**Work item**
Return, word for word, the line that contains "of the blurred" and every line after it through the end of the records.

**Data extract**
- - -

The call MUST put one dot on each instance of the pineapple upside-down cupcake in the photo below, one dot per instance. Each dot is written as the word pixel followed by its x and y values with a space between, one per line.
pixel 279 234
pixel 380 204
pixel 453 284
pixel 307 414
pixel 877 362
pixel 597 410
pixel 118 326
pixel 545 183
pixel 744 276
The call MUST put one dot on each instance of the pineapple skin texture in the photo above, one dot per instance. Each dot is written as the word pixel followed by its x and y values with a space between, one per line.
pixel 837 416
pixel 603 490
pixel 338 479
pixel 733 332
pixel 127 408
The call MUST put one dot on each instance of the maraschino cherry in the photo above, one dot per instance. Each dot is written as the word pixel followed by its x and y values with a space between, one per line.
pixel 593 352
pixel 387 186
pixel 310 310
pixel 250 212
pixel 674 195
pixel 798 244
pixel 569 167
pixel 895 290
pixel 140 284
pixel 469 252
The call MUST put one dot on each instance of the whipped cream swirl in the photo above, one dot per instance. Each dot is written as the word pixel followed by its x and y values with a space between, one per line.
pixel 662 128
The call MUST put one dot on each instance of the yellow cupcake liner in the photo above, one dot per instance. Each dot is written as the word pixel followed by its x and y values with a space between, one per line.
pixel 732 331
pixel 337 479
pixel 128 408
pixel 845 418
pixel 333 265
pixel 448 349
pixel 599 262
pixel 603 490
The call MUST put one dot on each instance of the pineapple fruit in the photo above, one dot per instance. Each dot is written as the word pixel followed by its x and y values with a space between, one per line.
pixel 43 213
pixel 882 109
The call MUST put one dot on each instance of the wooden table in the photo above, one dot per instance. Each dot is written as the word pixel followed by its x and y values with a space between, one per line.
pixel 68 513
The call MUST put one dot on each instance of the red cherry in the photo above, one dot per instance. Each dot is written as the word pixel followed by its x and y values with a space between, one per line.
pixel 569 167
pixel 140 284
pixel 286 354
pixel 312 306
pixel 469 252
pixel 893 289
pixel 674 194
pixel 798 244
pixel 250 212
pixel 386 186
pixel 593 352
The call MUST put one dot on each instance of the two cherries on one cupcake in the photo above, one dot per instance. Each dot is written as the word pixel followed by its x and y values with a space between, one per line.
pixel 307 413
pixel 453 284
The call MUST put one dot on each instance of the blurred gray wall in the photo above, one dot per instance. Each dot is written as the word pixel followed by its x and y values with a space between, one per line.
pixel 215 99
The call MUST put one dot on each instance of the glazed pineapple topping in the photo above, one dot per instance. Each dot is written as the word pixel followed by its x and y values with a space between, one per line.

- - -

**Result of the task**
The call MUST put one dot on each instance of the blurred gray wall in the photo above, one dot per instance. Each dot is written as the word pixel followed by its x and y values with a space between, one per line.
pixel 215 99
The call MUST put one dot on each instance of the glazed pineapple topping in the photo above, one dot per instance. Each dot is written as the word pixel followed by its x and y values with a space between, one per line.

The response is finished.